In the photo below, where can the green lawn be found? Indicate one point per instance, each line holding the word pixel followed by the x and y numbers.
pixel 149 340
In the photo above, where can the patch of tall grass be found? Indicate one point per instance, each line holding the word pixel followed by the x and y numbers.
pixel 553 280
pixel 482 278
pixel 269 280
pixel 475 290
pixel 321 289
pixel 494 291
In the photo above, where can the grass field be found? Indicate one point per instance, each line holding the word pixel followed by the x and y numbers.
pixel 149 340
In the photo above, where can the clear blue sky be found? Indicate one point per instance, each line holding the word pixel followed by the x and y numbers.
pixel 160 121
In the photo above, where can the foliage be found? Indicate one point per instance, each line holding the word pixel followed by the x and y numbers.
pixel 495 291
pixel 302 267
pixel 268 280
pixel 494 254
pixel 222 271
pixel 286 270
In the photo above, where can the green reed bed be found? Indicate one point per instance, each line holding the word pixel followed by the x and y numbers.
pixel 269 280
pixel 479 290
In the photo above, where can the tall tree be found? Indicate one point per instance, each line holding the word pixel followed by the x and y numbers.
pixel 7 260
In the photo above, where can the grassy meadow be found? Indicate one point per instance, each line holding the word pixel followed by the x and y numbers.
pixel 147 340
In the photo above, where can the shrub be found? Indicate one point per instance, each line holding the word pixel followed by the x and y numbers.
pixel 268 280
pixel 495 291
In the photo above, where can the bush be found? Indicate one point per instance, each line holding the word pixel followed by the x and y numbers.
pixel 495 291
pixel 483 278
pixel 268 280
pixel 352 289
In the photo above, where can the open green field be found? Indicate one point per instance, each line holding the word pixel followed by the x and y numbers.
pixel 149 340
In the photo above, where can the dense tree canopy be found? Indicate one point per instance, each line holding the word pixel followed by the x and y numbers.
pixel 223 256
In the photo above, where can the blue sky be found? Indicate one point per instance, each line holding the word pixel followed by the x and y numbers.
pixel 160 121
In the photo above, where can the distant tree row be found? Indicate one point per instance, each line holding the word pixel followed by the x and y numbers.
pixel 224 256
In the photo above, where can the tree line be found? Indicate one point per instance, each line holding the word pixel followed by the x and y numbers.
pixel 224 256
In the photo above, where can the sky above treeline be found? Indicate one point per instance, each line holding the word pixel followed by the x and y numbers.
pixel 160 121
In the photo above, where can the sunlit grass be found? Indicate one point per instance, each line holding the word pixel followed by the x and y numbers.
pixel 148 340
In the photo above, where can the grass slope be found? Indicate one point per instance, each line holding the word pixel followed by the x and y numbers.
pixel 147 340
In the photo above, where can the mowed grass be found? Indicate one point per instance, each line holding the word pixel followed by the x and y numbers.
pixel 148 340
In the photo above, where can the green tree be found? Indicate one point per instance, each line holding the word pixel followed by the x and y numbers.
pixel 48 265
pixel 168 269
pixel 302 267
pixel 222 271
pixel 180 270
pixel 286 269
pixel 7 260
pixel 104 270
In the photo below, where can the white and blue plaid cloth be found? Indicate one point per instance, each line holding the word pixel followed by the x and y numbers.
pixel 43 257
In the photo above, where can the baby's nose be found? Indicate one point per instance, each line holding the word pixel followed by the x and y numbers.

--

Can you render all of the data above as a JSON list of strings, with one string per line and any blank lines left out?

[
  "In the photo below, where can the green lawn be found? Indicate one point per instance, each line holding the word pixel followed by the x and y numbers.",
  "pixel 149 340",
  "In the photo above, where can the patch of tall grass be found? Indicate one point per instance, each line holding the word pixel followed by the x and y numbers.",
  "pixel 553 280",
  "pixel 482 278",
  "pixel 269 280",
  "pixel 475 290",
  "pixel 321 289",
  "pixel 494 291",
  "In the photo above, where can the grass field be found? Indicate one point per instance, each line holding the word pixel followed by the x and y numbers.",
  "pixel 149 340",
  "In the photo above, where can the clear blue sky be found? Indicate one point per instance, each line holding the word pixel followed by the x and y numbers.",
  "pixel 160 121",
  "In the photo above, where can the foliage be found? Indicate one point per instance, each line holding the word pixel followed by the x and y numbers.",
  "pixel 495 291",
  "pixel 302 267",
  "pixel 268 280",
  "pixel 494 254",
  "pixel 222 271",
  "pixel 286 270",
  "In the photo above, where can the green reed bed be found? Indicate one point per instance, each line holding the word pixel followed by the x and y numbers.",
  "pixel 269 280",
  "pixel 479 290",
  "In the photo above, where can the tall tree be found? Indicate one point per instance, each line holding the word pixel followed by the x and y numbers.",
  "pixel 7 260",
  "In the photo above, where can the grassy meadow be found? Indicate one point per instance, each line holding the word pixel followed by the x and y numbers.",
  "pixel 147 340",
  "In the photo above, where can the shrub be found? Indicate one point per instance, each line holding the word pixel followed by the x and y numbers.",
  "pixel 268 280",
  "pixel 495 291",
  "In the photo above, where can the bush be found? Indicate one point per instance, each line holding the word pixel followed by the x and y numbers.",
  "pixel 495 291",
  "pixel 483 278",
  "pixel 268 280",
  "pixel 352 289",
  "In the photo above, where can the open green field be found? Indicate one point per instance, each line holding the word pixel followed by the x and y numbers.",
  "pixel 149 340",
  "In the photo above, where can the dense tree canopy be found? Indicate one point per instance, each line holding the word pixel followed by the x and y numbers.",
  "pixel 223 256",
  "In the photo above, where can the blue sky be found? Indicate one point per instance, each line holding the word pixel followed by the x and y numbers.",
  "pixel 160 121",
  "In the photo above, where can the distant tree row be found? Indicate one point per instance, each line holding the word pixel followed by the x and y numbers.",
  "pixel 224 256",
  "In the photo above, where can the tree line be found? Indicate one point per instance, each line holding the word pixel followed by the x and y numbers.",
  "pixel 224 256",
  "In the photo above, where can the sky above treeline be found? Indicate one point per instance, each line holding the word pixel followed by the x and y numbers.",
  "pixel 160 121",
  "In the photo above, where can the sunlit grass be found? Indicate one point per instance, each line holding the word pixel followed by the x and y numbers.",
  "pixel 148 340",
  "In the photo above, where can the grass slope be found? Indicate one point per instance, each line holding the word pixel followed by the x and y numbers.",
  "pixel 147 340",
  "In the photo above, where can the mowed grass be found? Indicate one point per instance, each line holding the word pixel followed by the x and y numbers.",
  "pixel 148 340",
  "In the photo above, where can the green tree be found? Indicate one point per instance, each line holding the word pixel followed by the x and y numbers.",
  "pixel 48 265",
  "pixel 168 269",
  "pixel 302 267",
  "pixel 222 271",
  "pixel 180 270",
  "pixel 286 269",
  "pixel 7 260",
  "pixel 104 270",
  "In the photo below, where can the white and blue plaid cloth be found? Indicate one point per instance, each line holding the word pixel followed by the x and y numbers.",
  "pixel 43 257",
  "In the photo above, where can the baby's nose be found? Indicate one point per instance, each line holding the word pixel followed by the x and y numbers."
]